Work request:
Only the lines below starting at the one containing "of the trailer" and ending at the one containing "of the corrugated" belong in the answer, each copied exactly.

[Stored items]
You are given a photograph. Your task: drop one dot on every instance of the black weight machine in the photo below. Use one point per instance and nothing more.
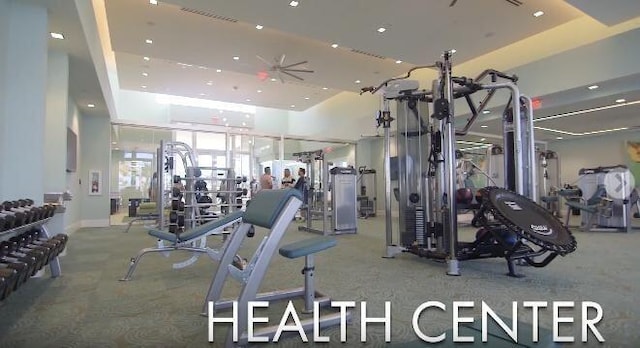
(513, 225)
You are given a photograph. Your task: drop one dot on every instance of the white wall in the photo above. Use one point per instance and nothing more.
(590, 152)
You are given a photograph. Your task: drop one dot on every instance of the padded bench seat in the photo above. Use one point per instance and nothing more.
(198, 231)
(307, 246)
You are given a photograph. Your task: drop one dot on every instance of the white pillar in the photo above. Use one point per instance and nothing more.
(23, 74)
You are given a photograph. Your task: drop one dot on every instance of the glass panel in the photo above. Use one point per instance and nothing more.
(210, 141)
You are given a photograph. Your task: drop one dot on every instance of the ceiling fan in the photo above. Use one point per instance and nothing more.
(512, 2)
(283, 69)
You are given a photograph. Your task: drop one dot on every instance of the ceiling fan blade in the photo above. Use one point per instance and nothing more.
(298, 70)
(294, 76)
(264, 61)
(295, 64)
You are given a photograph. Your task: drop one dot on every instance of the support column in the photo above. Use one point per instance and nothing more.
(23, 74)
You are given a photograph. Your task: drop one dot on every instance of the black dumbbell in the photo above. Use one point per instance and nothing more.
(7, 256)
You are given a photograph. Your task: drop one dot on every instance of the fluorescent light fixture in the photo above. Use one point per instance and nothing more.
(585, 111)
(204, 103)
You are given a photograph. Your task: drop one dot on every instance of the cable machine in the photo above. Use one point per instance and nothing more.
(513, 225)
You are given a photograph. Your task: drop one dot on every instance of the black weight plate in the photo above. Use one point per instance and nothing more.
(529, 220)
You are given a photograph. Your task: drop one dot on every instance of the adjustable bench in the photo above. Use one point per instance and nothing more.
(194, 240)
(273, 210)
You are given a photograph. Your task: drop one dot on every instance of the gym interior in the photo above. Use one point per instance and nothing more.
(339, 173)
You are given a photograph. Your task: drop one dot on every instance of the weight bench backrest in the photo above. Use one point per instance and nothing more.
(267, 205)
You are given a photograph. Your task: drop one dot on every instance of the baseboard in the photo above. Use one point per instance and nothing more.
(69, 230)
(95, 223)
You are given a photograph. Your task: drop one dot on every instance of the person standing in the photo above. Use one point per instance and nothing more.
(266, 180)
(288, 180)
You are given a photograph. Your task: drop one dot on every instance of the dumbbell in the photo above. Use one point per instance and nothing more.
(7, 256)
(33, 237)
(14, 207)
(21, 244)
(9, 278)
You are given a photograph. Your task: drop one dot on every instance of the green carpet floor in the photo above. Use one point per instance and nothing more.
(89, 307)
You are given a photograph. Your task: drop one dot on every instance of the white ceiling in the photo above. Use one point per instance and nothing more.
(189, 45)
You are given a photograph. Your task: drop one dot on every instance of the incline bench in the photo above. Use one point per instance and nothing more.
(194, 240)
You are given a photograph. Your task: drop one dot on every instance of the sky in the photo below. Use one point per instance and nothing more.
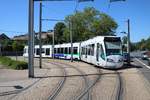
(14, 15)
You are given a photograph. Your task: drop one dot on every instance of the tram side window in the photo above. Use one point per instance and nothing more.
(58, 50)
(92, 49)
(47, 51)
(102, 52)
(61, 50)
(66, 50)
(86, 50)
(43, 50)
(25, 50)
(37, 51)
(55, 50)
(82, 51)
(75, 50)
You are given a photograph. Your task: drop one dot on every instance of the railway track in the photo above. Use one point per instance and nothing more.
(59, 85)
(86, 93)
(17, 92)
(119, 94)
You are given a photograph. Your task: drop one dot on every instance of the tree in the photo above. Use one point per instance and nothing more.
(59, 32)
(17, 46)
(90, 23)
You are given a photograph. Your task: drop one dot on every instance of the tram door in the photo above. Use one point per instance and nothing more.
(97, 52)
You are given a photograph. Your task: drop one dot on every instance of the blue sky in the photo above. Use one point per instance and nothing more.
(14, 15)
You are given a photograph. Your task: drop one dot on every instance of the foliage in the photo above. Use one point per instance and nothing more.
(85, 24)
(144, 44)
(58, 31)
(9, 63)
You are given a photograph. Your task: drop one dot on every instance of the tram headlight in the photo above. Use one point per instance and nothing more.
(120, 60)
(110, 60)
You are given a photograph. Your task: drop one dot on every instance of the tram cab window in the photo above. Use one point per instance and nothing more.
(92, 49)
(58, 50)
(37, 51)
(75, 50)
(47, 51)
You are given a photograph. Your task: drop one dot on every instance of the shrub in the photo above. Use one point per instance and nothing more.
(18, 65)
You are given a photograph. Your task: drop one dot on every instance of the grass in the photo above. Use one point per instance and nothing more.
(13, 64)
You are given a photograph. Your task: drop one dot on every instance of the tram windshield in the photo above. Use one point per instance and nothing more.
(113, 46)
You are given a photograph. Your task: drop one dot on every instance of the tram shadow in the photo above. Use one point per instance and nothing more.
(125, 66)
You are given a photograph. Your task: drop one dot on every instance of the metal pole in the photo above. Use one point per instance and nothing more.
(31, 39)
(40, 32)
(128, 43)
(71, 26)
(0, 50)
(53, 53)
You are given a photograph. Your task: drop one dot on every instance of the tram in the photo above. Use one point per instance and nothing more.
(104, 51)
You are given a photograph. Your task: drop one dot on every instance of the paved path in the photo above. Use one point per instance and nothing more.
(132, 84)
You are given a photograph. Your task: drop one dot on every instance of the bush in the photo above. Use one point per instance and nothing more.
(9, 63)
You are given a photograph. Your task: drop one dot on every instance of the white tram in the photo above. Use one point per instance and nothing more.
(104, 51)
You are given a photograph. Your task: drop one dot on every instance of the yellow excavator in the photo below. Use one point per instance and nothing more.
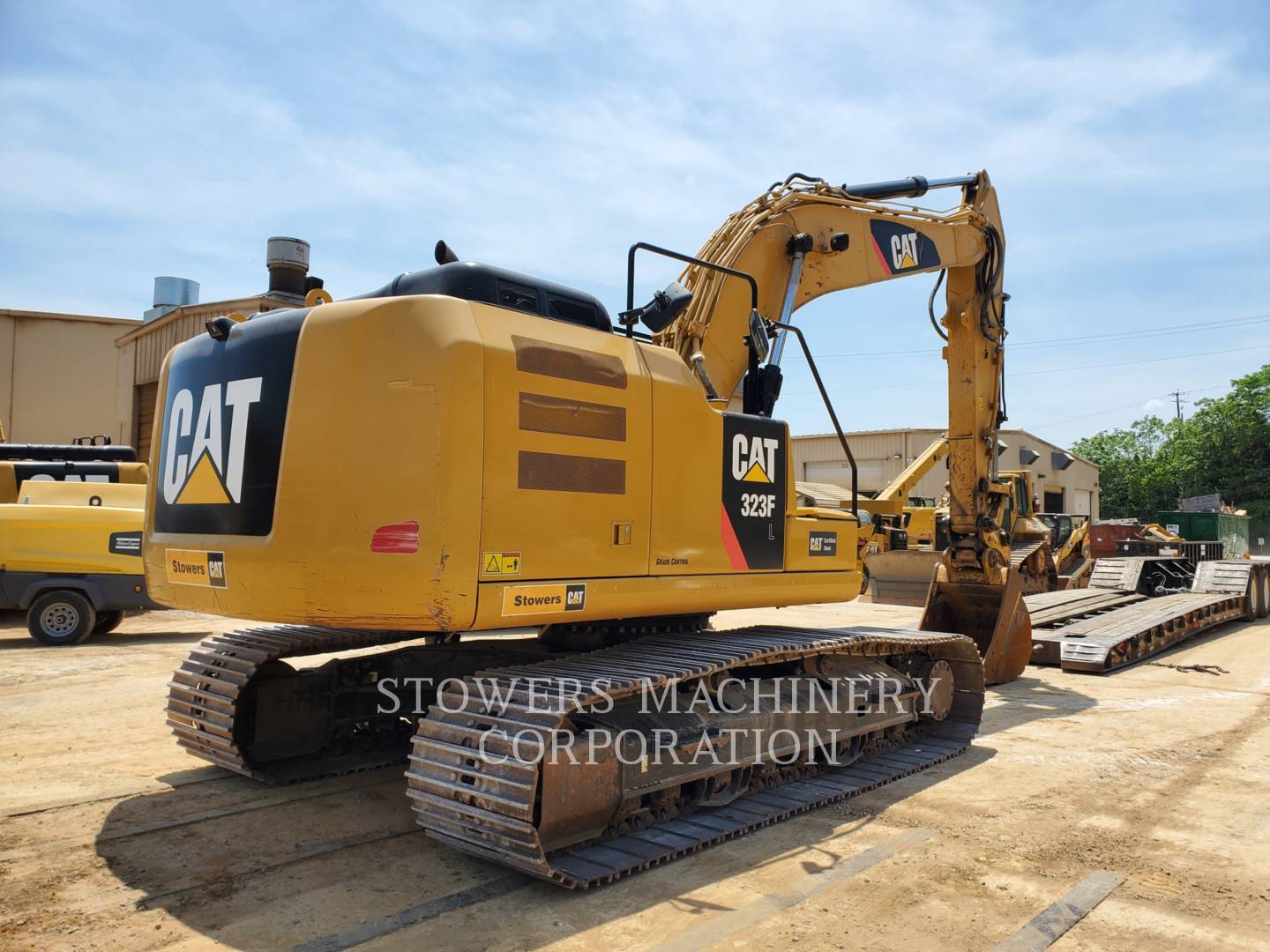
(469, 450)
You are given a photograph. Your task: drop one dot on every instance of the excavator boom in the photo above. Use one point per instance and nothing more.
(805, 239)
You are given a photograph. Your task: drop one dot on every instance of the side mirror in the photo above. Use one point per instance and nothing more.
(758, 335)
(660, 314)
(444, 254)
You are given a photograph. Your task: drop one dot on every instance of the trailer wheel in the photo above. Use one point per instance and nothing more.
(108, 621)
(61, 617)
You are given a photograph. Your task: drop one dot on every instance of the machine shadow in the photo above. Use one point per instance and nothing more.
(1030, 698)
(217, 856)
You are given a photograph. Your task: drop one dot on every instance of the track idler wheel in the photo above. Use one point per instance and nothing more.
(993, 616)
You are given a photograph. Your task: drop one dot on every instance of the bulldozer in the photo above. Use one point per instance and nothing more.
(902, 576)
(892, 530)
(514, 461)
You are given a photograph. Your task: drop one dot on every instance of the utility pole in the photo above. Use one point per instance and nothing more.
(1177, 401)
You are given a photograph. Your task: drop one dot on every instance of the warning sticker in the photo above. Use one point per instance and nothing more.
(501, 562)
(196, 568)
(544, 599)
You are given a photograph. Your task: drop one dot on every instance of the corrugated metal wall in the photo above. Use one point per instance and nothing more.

* * *

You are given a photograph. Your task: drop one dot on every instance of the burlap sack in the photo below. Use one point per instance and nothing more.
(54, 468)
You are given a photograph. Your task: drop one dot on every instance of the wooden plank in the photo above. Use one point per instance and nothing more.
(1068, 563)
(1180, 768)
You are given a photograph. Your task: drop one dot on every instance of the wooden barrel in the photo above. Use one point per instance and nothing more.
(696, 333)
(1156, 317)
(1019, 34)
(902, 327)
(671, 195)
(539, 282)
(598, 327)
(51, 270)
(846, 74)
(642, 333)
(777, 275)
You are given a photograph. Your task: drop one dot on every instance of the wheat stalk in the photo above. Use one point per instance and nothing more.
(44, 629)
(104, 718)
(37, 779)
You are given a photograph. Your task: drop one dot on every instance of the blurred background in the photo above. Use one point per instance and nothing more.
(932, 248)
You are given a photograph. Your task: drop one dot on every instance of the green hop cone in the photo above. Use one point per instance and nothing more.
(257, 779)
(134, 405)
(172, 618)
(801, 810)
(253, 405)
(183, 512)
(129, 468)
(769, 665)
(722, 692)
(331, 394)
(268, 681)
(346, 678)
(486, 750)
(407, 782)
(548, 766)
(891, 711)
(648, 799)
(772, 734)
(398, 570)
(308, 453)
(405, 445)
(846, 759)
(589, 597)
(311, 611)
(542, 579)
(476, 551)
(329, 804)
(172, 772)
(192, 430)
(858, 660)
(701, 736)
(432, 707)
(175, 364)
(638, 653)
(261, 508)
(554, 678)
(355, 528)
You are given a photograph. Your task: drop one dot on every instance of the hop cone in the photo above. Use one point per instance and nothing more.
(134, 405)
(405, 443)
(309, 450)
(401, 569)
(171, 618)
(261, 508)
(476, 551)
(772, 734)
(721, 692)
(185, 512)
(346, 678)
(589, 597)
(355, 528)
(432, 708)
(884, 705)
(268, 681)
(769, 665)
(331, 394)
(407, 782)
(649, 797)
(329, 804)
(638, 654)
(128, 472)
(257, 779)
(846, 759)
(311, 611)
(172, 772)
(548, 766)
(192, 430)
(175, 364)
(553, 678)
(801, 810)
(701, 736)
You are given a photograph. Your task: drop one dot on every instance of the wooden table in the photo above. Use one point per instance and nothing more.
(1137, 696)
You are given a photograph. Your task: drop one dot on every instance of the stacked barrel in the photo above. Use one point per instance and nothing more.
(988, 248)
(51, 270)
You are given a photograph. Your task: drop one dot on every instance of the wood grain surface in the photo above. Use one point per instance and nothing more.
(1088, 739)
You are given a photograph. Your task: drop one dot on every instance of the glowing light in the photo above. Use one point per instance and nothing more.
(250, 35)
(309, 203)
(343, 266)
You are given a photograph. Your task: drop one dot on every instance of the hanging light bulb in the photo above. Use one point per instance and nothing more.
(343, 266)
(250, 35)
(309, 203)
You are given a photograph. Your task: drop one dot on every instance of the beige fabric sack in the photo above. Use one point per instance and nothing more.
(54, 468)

Solution below:
You are given a photograph. Your task: drop one dot on every instance of the trailer wheel in the photo above. Use one point per instance and nothing more.
(108, 621)
(61, 617)
You are given a photograph. Your task: drop one dot on every instance of the machine shadow in the photo above. Use one point per instance and nothing more.
(1030, 698)
(217, 856)
You are given a photograph. Your task: drop one dot on every instance of the track idler wheel in the photo above. Use one point per instance and nothing more.
(993, 616)
You are given a photograph. Your task: drop one dot on every instance of the bulldozer in the photo above. Use one point per instance and nothing more.
(902, 576)
(892, 530)
(514, 461)
You are given a photograph. Your task: drop one dot on every instance of the utility pole in the photo above. Use one point per instance and nothing more.
(1177, 401)
You are given a photograph. Your task: drop one dot on every instance of the warning sticker in the photo above. Use one point per instance and nothing more.
(501, 562)
(196, 568)
(544, 599)
You are given a photograph. Your task: drop one dot on every instance of the corrugated metal wall in the photo above. Use one point per instance and nothing more.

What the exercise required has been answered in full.